(begin)

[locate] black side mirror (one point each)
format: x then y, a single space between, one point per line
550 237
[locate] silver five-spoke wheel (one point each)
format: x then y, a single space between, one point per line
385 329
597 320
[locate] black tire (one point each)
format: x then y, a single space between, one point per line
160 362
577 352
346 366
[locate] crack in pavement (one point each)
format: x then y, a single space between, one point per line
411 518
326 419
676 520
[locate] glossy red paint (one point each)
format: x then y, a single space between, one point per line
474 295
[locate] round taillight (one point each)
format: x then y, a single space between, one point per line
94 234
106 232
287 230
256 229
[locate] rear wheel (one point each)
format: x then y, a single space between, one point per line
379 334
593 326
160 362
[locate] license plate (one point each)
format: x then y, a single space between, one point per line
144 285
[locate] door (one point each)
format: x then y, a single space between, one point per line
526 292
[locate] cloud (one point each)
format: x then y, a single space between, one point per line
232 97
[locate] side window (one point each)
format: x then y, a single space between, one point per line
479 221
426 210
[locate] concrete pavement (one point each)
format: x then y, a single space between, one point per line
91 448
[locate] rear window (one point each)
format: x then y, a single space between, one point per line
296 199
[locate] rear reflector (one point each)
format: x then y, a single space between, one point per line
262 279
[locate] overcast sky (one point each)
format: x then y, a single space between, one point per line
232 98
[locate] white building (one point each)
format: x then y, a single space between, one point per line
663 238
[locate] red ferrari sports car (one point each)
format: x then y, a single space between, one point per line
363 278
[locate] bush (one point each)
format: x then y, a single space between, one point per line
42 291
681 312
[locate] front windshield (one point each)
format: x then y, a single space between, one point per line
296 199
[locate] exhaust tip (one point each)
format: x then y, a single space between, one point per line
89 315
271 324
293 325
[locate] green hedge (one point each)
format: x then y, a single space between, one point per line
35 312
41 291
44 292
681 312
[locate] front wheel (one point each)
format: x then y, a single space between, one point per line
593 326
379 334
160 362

(end)

Quote each line of the data above exactly as written.

[locate] black side mirror (one point each)
format: x then y, a single space between, one point per line
550 237
[locate] silver five-spoke wheel (one point each)
format: x then y, a single space between, one point per line
385 329
597 320
[locate] black tire (one point each)
format: x then y, a single space between, one point per line
160 362
577 352
346 366
[locate] crack in pavement (one point each)
format: x then y, a single space between, one point per line
411 518
326 419
676 520
[locate] glossy red paint (one point each)
format: x then y, a single space between, one point per line
474 295
[locate] round taillight (one point each)
format: x then y, a single space between, one point per line
94 234
106 232
287 230
256 229
[locate] rear wheel (one point each)
format: x then y, a single space between, one point per line
379 334
593 326
160 362
[locate] license plate (one point each)
format: x then y, a single space between, one point per line
144 285
[locate] door (one point each)
format: x then y, a single space between, one point per line
526 292
[locate] cloud (one point each)
format: x then y, a single space between, one point per line
232 97
[locate] side window (one point each)
format: x then y, a single space between, one point per line
479 221
426 210
[locate] concrete pavement (one point each)
format: x then y, a single space between, one point per line
91 448
[locate] rear window (one point each)
format: x then y, a single space between, one point per line
296 199
[locate] rear reflector (one point each)
format: x then y, a single space between, one point per line
262 279
[locate] overcast sky (one point each)
format: x then y, a single space between, one point per line
232 98
[locate] white building (one point each)
format: x then y, a single space between, one point per line
663 238
[locate] red ferrari sports car (one point each)
format: x then y, a single space between, one point per line
363 278
[locate] bush (one point each)
format: x then y, a single space between, one point per line
42 291
681 312
[locate] front windshield (one point each)
format: x then y, a single space between, one point per line
296 199
[locate] exhaust tip (one point each)
format: x then y, a single space between, one point per line
89 315
271 324
293 325
[locate] green hedge (one point each)
format: x then y, a single space between, one point per line
35 312
41 291
44 292
681 312
[locate] front wheel (one point each)
format: x then y, a single space between, one point per line
593 326
379 334
160 362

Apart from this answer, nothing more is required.